• **ACTIVITY**
Look below for lines that hold the string "eyebrow" and copy each one.

--- MATERIAL FOR THIS TASK ---

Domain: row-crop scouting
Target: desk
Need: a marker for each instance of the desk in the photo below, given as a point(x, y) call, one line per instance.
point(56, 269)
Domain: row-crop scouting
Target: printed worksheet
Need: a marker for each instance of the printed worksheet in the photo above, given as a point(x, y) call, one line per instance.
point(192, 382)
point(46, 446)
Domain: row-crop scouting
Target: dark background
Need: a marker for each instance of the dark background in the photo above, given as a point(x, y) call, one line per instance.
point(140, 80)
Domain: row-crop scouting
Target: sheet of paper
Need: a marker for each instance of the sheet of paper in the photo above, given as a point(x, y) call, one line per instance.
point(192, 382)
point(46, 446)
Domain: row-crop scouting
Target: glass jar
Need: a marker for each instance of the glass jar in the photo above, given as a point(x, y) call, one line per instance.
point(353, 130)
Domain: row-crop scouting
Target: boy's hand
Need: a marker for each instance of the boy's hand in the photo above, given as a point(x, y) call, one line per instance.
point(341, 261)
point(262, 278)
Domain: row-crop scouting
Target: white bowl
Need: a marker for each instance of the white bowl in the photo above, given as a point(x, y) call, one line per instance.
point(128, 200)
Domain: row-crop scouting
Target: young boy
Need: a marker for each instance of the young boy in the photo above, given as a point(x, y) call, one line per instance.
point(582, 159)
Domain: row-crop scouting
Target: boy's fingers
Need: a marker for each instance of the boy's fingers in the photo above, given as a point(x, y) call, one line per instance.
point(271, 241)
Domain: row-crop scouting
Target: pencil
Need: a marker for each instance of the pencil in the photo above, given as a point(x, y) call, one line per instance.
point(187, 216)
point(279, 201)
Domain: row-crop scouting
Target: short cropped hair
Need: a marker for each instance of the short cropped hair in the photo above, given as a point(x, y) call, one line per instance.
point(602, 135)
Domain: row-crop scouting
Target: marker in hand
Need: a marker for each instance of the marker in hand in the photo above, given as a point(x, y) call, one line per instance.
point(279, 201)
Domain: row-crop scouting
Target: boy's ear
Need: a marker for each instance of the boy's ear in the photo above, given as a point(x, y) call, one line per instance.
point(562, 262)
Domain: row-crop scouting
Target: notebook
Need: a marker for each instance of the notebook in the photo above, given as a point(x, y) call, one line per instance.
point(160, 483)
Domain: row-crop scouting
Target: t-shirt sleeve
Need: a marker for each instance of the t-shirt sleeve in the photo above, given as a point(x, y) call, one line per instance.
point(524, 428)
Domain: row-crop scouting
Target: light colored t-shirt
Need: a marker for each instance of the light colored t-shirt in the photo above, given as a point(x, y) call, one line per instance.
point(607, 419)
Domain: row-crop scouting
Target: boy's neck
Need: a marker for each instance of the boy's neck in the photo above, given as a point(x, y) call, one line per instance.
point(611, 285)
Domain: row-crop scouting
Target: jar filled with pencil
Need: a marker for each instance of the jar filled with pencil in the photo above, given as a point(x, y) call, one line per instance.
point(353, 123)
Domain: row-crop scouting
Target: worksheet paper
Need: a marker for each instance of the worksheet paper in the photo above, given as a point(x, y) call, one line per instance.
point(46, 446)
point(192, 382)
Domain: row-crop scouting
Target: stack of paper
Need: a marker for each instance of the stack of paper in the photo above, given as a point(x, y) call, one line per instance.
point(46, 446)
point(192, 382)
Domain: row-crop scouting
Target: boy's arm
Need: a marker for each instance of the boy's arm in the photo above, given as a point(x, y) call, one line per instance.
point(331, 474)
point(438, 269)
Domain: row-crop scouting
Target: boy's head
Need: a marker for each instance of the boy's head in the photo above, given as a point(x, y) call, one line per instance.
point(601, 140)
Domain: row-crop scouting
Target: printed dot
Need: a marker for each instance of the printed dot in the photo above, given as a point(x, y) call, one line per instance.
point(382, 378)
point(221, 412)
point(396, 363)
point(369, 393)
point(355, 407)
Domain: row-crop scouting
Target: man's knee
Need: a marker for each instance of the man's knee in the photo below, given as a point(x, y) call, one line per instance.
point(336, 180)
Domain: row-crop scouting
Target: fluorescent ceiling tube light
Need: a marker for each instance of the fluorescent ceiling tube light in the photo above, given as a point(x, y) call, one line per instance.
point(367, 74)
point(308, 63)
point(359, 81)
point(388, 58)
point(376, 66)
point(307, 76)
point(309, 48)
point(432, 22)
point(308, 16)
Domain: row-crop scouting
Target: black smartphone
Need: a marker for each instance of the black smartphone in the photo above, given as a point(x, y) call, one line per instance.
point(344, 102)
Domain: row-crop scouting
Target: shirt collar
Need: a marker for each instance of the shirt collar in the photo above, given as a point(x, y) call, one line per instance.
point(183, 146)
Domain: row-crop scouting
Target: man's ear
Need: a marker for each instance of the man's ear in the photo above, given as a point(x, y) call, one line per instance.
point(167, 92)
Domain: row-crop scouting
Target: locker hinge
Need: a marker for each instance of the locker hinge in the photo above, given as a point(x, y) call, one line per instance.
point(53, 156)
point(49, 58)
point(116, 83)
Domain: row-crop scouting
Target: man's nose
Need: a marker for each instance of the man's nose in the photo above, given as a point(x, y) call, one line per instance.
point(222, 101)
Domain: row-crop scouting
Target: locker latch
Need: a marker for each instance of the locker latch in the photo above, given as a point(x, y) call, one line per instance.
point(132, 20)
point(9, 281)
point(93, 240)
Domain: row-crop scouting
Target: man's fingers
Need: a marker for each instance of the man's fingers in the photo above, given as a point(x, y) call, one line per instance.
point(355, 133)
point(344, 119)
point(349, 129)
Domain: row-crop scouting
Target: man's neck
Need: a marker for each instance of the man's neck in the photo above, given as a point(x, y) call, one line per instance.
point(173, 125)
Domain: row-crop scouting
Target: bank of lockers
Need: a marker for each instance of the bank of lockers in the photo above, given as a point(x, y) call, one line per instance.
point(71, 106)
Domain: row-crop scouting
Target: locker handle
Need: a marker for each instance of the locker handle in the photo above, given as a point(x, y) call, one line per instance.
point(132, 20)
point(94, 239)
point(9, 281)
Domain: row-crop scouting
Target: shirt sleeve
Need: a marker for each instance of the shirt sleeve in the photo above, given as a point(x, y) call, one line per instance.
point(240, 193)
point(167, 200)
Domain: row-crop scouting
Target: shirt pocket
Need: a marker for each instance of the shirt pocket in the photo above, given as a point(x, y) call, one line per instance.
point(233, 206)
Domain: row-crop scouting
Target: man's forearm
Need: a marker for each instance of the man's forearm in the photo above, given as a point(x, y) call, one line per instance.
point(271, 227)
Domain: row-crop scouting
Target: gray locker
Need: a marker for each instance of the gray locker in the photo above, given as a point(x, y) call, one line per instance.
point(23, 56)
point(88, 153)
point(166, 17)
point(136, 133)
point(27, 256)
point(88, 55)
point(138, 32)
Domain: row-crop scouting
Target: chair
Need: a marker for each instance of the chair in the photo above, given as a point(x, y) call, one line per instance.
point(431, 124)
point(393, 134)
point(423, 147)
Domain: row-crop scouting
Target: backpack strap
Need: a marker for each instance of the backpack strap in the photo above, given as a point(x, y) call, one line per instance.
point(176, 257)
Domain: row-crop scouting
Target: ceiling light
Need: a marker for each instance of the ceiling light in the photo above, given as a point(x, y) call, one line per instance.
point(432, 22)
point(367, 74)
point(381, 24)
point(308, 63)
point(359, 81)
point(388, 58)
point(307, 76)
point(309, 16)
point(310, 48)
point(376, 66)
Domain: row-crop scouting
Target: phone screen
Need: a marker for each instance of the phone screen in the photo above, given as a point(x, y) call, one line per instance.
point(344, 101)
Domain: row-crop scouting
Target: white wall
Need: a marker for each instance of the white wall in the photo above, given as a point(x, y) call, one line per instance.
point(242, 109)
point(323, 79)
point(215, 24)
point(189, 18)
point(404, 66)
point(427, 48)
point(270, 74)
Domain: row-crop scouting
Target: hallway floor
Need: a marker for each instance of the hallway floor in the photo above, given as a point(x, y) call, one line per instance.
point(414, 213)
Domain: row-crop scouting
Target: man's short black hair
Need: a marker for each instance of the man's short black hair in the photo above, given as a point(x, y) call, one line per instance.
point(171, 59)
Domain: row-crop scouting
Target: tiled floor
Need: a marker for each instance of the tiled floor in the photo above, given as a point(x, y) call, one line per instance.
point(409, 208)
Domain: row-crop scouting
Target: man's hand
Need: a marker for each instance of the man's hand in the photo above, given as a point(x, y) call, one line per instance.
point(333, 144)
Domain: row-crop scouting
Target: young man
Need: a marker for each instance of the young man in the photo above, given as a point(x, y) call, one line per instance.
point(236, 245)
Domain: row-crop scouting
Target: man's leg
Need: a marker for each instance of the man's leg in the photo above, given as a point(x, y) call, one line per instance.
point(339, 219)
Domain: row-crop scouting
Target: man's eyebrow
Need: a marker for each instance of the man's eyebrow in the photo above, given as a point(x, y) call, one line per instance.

---

• **RESPONSE TO THIS EXERCISE**
Target: man's eyebrow
Need: a marker for each instance of the man's eyebrow in the photo above, given as a point(x, y) call, one line per instance.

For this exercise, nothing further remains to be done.